» **What is expected**: From the passage on sound image localization patents, pull out verbatim the stretch that begins at the words "The outside localization" and stops after "reduce the operation time of the convolution.".

» **Supplied passage**:
The image sound localization apparatus disclosed in Japanese Patent Application Laying Open (KOKAI) No. 6-98400 enables a listener to clearly distinguish a sound image localized in front from a sound image localized behind. A sound image location manipulation device comprises a direction dial and a distance slider to arbitrarily localize a sound image by controlling differences between two sound signals in time, amplitude, and phase. In accordance with the operation of a direction dial 509a and a distance slider 509b in a sound image location manipulation device 509 in FIG. 15, a location of the sound image is determined. Then, signals Tl and Tr for controlling the delay time, signals Cl and Cr for controlling the amplitude, and a signal F/B for switching the sound image localized location between the front and rear of the listener is outputted from a control parameter generator 510 based on an angle signal θ and a distance signal D outputted from the sound image location manipulation device 509. Based on these various control signals, specified differences in time and amplitude are applied to input audio signals ASL by a delay device 501 and a multiplier 503, and the signal is outputted from a headphone amplifier 505 to a headphone 506. To localize a sound image behind the listener, an invertor 507 inverts the phase of one of channels in response to the signal F/B, and a signal is outputted from the headphone amplifier 505 to the headphone 506 through the delay device 502 and the multiplier 504.
The outside localization headphone listening apparatus disclosed in Japanese Patent Application Laying Open (KOKAI) No. 5-252598 is directed to localize a sound image by using spatial characteristics of human beings and inverse headphone responses that are prepared in advance, and this application does not disclose means for arbitrarily changing a localized location within a limited range and continuously changing the location, or how to reduce the operation time of the convolution.
In addition, the sound apparatus disclosed in Japanese Patent Application Laying Open (KOKAI) No. 5-300599 carries out binauralization with respect to only a horizontal plane, and this application fails to refer to localization in arbitrary spatial locations. It discusses the reduction of measuring steps and the capacity of memory for storage, but does not mention methods for reducing the operation time of the convolution.
Furthermore, the sound image localization apparatus disclosed in Japanese Patent Application Laying Open (KOKAI) No. 6-98400 separately controls differences in time, amplitude, and phase, and this application also fails to refer to methods for reducing the operation time of the convolution. Of course, the reduction of used memory is important to the implementation of a sound image localization apparatus, but the operation time of the convolution is more important and affects hardware designs. The practical problem is thus how to reduce the order of these arithmetic operations to shorten the operation time of the convolution.

» **Entries**:
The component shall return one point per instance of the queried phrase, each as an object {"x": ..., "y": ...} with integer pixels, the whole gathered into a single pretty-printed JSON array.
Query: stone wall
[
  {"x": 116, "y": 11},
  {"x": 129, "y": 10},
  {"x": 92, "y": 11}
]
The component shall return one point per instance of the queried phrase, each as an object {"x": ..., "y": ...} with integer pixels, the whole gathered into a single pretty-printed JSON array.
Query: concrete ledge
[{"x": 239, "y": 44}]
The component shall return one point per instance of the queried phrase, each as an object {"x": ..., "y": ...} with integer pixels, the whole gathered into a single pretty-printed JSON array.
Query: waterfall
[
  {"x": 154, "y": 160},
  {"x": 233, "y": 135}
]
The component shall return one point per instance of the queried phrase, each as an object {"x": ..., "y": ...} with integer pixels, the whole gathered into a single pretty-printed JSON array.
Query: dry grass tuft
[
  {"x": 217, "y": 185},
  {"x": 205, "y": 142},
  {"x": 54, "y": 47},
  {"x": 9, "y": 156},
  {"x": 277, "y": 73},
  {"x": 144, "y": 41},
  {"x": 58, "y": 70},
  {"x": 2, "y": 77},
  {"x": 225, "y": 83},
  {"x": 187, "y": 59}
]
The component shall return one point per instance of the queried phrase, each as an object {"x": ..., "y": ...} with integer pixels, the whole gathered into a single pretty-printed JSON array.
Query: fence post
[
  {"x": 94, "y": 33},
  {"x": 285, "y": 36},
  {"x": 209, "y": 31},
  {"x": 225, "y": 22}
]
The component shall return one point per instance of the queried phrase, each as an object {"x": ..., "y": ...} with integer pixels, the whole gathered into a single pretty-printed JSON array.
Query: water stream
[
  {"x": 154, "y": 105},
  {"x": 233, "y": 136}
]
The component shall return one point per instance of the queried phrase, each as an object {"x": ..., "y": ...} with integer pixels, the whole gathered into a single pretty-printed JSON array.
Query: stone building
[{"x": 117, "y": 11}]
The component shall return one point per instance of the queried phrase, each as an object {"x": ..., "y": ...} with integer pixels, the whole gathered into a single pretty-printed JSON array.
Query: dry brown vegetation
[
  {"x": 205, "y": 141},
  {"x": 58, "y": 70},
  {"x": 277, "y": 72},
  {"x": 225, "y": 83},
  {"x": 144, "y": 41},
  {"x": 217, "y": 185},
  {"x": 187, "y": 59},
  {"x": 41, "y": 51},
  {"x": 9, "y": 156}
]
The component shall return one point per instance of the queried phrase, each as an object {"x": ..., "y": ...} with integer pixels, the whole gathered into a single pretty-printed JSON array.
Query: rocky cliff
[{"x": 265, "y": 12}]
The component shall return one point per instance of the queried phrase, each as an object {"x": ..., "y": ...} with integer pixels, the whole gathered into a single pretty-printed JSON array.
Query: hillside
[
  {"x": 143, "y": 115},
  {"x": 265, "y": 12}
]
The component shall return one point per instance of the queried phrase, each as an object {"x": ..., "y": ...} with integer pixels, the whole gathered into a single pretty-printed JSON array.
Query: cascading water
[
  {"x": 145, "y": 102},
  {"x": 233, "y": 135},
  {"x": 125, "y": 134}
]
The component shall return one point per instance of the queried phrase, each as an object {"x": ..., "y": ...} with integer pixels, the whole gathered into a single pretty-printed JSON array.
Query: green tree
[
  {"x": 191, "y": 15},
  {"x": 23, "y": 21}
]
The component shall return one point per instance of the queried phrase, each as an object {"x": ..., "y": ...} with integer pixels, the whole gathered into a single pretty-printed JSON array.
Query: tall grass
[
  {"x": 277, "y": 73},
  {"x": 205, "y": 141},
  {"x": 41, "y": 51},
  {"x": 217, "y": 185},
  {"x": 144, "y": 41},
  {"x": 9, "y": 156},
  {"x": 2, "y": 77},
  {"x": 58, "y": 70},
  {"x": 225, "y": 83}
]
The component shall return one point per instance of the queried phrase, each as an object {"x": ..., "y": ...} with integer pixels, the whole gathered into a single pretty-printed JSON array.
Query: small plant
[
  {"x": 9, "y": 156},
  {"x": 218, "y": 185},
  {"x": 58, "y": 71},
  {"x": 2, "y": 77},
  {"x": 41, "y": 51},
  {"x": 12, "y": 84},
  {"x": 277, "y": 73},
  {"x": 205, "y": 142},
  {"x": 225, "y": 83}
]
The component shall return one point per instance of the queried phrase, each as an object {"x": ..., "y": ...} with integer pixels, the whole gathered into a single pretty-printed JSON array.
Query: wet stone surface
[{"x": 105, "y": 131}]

...

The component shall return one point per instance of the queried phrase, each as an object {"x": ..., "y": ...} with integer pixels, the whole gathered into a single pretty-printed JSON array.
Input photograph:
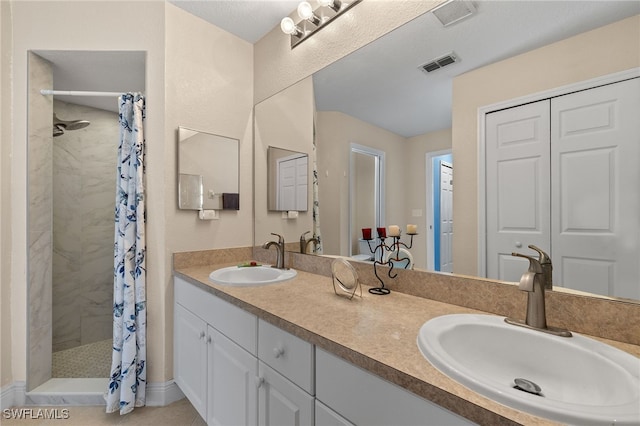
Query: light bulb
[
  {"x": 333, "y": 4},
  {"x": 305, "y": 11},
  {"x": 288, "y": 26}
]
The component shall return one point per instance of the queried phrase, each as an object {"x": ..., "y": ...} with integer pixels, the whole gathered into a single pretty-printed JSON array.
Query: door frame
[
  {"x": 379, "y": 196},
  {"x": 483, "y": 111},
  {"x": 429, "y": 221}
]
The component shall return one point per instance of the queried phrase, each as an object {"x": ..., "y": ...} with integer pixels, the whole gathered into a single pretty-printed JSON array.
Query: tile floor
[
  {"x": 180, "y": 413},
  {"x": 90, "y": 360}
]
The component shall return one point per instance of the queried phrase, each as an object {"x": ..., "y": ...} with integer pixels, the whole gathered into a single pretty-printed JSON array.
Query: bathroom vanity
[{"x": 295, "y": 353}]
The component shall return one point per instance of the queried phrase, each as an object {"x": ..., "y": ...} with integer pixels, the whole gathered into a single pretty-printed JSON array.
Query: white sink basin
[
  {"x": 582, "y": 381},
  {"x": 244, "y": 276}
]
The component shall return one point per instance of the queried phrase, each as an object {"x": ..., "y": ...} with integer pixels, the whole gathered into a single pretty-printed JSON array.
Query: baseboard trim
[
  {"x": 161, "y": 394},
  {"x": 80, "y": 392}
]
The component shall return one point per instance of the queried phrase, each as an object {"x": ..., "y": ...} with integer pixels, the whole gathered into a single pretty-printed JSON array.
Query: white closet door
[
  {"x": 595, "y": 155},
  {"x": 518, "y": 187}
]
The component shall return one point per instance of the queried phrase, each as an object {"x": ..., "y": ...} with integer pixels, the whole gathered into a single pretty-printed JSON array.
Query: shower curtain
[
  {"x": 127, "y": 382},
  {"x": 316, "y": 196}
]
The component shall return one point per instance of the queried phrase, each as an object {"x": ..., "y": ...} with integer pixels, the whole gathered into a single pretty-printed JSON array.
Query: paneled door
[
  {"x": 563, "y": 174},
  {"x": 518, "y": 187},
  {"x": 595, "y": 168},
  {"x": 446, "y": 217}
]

==

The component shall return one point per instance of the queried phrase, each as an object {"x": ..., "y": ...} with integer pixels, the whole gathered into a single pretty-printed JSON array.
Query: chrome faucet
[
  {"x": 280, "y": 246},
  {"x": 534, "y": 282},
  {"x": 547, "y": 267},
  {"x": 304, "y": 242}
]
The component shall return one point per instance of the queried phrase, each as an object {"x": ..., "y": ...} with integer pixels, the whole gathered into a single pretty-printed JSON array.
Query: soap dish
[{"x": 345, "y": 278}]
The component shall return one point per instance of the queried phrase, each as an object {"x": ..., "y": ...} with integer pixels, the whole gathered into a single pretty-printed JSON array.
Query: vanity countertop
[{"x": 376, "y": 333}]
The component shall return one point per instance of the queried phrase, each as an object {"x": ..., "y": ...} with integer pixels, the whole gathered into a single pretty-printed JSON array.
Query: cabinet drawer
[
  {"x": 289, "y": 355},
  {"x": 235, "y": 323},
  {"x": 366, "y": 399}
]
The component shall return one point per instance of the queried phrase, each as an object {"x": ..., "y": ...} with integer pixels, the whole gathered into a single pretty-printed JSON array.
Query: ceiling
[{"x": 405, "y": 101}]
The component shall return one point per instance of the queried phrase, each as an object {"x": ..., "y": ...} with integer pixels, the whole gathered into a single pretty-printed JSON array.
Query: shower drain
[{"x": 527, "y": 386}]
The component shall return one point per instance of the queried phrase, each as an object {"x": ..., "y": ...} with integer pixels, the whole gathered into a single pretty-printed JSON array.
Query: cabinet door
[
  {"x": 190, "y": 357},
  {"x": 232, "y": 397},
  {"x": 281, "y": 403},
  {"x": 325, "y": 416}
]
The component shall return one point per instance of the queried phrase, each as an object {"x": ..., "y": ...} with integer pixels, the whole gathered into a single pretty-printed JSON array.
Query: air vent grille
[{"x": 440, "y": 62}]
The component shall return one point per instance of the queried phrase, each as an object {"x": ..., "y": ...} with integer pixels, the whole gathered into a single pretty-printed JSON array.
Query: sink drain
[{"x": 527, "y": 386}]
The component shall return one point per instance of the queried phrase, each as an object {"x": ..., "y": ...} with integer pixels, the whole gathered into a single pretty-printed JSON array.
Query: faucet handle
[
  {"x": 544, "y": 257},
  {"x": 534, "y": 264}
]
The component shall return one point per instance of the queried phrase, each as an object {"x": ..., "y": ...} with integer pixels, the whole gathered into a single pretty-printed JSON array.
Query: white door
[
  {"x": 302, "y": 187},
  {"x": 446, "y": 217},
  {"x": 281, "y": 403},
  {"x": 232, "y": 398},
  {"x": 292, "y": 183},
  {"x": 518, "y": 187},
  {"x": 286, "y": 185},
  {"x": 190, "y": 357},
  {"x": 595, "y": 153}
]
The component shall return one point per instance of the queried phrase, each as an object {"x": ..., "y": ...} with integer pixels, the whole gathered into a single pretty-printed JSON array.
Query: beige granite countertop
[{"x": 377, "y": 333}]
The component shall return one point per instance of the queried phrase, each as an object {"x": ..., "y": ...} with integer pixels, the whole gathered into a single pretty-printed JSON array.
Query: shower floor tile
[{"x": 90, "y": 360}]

» **Task solution**:
The outside localization headphone listening apparatus disclosed in Japanese Patent Application Laying Open (KOKAI) No. 5-252598 is directed to localize a sound image by using spatial characteristics of human beings and inverse headphone responses that are prepared in advance, and this application does not disclose means for arbitrarily changing a localized location within a limited range and continuously changing the location, or how to reduce the operation time of the convolution.